Dream House

Sustainable housing models are just a dream until residents can afford the true cost of going green

Chris Rickett
5 min readAug 8, 2006

There doesn’t seem to be a shortage of sustainable housing design competitions and showpiece homes in Canada.

There is the Toronto and Region Conservation Authority’s (TRCA) Sustainable House Competition in Vaughan, Ontario. Numerous green homes have been built in Kitchener-Waterloo by ARISE Technologies and Cook Homes. Fleming College has a Sustainable Building and Design Program, which has developed several sustainable building projects, including a food bank in Haliburton and a classroom for the Kinark Outdoor Centre near Minden, Ontario.

The technologies these showpieces display are amazing — straw bale insulation, passive solar heating, solar hot water heating, rainwater collection for toilet and handwashing, off-grid renewable solar photovoltaic electricity, geothermal heating and cooling, green roofs, engineered wetland wastewater systems, flexible design and the use of locally produced and recycled materials.

* * * * * * * * *

▶ Task set
1 – Render this sentence from the article on sustainable housing in French: "There doesn’t seem to be a shortage of sustainable housing design competitions and showpiece homes in Canada."
2 – Carry on the article on sustainable housing, starting right after its final sentence.
The listing that comes next plays no part in the work on the article on sustainable housing.

* * * * * * * * *

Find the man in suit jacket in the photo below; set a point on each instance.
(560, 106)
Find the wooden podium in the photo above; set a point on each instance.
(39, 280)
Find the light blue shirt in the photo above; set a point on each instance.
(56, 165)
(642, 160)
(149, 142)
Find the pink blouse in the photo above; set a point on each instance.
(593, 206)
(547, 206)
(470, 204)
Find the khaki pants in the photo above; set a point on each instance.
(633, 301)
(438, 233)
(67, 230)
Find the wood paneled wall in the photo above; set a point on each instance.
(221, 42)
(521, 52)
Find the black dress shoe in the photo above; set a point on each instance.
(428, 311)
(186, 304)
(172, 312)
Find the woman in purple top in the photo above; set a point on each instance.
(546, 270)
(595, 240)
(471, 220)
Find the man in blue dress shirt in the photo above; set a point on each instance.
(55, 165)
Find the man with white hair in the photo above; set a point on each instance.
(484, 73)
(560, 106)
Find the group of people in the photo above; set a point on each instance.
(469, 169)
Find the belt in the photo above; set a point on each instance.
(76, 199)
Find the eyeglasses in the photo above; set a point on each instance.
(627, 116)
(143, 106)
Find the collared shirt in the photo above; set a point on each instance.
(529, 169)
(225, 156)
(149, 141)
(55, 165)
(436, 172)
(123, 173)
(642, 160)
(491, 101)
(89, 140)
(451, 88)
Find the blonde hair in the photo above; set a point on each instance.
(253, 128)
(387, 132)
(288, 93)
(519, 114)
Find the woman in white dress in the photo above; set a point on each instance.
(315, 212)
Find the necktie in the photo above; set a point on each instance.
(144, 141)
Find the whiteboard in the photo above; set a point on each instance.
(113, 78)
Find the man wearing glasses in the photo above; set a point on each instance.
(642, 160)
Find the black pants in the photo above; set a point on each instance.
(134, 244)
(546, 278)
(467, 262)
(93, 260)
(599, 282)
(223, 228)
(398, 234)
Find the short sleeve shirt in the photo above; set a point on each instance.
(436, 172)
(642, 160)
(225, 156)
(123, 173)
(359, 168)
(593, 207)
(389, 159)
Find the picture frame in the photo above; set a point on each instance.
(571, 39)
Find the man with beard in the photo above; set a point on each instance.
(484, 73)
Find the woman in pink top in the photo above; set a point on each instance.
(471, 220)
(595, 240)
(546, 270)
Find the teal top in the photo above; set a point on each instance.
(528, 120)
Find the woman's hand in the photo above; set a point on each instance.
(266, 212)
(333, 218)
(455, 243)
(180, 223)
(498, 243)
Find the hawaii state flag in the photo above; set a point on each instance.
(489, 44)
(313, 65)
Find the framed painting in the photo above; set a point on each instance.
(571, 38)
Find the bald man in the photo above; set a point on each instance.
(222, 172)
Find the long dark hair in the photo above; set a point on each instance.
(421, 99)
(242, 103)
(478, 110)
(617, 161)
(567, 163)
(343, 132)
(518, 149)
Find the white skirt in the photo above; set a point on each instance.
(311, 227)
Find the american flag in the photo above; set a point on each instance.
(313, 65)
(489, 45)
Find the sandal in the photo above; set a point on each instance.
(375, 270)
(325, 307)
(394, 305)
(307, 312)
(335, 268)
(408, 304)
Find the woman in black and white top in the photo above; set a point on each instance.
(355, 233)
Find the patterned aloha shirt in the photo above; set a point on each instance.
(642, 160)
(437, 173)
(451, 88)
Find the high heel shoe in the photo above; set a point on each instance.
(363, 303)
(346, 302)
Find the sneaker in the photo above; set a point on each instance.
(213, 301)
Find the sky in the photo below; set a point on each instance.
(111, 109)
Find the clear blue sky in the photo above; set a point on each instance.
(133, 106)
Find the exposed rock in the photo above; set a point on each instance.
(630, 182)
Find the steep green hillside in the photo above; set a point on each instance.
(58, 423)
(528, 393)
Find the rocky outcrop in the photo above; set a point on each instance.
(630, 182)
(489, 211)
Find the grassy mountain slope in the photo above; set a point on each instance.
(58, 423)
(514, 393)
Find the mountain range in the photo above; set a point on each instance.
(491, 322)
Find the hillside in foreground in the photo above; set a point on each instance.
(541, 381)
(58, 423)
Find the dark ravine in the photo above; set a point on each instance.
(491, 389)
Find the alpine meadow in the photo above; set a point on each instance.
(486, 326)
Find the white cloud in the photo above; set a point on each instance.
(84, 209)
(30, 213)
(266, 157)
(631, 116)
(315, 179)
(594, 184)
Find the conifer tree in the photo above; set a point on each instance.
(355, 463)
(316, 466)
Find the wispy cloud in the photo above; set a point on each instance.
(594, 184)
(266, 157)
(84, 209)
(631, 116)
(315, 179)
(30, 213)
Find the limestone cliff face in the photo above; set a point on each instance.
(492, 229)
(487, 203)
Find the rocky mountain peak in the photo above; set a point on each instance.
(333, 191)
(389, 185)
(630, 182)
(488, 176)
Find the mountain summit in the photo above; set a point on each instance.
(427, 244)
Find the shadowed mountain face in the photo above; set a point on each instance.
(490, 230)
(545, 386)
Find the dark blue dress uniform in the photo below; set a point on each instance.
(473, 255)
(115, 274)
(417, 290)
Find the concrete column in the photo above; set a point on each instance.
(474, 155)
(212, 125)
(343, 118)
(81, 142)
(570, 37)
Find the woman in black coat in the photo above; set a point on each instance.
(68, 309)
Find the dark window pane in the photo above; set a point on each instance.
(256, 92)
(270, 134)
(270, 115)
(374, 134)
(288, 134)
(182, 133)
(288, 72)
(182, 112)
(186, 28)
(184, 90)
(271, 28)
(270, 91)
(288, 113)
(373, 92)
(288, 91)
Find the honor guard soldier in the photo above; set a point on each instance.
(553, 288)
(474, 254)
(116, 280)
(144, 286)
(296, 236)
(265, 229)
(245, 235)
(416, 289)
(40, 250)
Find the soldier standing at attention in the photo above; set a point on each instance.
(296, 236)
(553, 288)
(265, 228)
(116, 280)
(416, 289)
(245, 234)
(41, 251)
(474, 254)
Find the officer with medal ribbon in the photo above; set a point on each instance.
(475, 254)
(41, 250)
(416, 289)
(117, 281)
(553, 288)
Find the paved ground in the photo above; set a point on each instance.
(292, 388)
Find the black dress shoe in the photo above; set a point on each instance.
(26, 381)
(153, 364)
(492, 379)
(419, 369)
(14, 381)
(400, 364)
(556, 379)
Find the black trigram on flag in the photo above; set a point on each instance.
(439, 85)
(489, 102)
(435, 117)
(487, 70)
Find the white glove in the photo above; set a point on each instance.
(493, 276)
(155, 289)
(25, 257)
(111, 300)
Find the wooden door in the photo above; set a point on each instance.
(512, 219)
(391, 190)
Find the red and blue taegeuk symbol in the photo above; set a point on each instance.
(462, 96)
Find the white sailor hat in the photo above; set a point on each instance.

* * * * * * * * *

▶ Final results
1 – Il ne semble pas y avoir de pénurie de concours de conception d'habitations durables ni de maisons modèles au Canada.

2 –
These projects are meant to showcase the technologies available to homeowners who want to reduce their environmental impact; offer opportunities for contractors to become familiar with sustainable technologies; and, of course, create acceptance for new-and what are sometimes old-green building concepts.

The technologies of these demonstration homes display are needed. Canada’s residential sector has to find a greener plateau, especially in its single-family home market. With transportation accounting for 32 percent of the country’s greenhouse gas emissions (GHG) and the residential sector is accounting for an additional 15 percent, how Canada constructs its homes and neighbourhoods play a significant role in whether GHG reductions will be realized.

However, in the debate over sustainable housing design, one thing comes up again and again — cost. What’s the cost and what’s the payback?

Sure, the few who can afford to make the investment and shift to sustainable housing technologies do so. But the majority can’t afford it, and many who can aren’t willing to invest. So the public goes along with their lives oblivious to new technologies or fascinated by the possibility of innovation, yet knowing it is out of their reach.

While there is a need to acclimatize people to the possibilities, as showcase construction projects do, there is an even greater need to make sustainable technologies cheaper and available to the masses. If not, sustainable housing may end up relegated to a novelty item reserved for those who can afford to be self-righteous in their reduced environmental impact.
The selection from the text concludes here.